Below is a listing. Write out exactly its lines between the one holding "Target: awning" and the one holding "Target: decorative ironwork arch", inclusive.
═════ Material for the task
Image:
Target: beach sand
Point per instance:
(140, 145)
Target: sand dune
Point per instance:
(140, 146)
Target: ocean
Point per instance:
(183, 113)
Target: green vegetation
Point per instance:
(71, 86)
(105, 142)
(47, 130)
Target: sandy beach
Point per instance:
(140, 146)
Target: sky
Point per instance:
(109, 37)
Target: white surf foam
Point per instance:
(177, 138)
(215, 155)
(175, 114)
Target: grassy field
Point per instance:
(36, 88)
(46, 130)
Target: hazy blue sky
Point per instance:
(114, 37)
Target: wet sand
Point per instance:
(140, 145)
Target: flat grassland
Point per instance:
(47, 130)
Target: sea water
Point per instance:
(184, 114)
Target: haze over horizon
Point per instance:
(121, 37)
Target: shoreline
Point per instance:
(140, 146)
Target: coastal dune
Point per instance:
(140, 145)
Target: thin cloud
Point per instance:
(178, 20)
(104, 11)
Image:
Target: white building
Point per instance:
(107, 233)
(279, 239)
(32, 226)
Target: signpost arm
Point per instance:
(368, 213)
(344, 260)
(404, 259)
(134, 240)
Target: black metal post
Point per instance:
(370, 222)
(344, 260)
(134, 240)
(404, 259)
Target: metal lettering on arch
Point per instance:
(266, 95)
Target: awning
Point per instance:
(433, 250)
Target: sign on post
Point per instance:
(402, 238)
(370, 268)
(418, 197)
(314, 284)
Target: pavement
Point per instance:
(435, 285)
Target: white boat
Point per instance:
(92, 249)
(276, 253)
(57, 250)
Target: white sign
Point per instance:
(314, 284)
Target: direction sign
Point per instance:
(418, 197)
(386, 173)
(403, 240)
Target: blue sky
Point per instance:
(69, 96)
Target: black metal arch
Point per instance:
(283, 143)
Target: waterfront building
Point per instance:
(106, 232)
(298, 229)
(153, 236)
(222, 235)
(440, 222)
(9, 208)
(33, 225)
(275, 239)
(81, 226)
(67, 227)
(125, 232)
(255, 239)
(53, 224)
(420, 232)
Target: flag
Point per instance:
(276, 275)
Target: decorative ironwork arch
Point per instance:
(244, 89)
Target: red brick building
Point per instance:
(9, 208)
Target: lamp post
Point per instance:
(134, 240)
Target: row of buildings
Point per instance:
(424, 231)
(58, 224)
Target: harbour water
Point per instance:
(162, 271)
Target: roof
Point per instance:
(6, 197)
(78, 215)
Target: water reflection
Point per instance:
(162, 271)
══════════
Solution to the problem
Target: awning
Point per instance:
(433, 250)
Target: sign on post
Point per instance:
(402, 238)
(370, 268)
(418, 197)
(314, 284)
Target: pavement
Point per instance:
(435, 285)
Target: white boat
Point per instance:
(92, 249)
(276, 253)
(57, 250)
Target: white sign
Point per instance:
(314, 284)
Target: direction sign
Point per instance:
(418, 197)
(386, 173)
(403, 240)
Target: blue sky
Point per instance:
(69, 96)
Target: black metal arch
Point per instance:
(283, 143)
Target: waterfront building
Point per instance:
(106, 232)
(298, 229)
(153, 236)
(222, 235)
(440, 222)
(9, 208)
(33, 225)
(275, 239)
(81, 226)
(67, 227)
(125, 232)
(255, 239)
(53, 224)
(420, 232)
Target: flag
Point per instance:
(276, 275)
Target: decorative ironwork arch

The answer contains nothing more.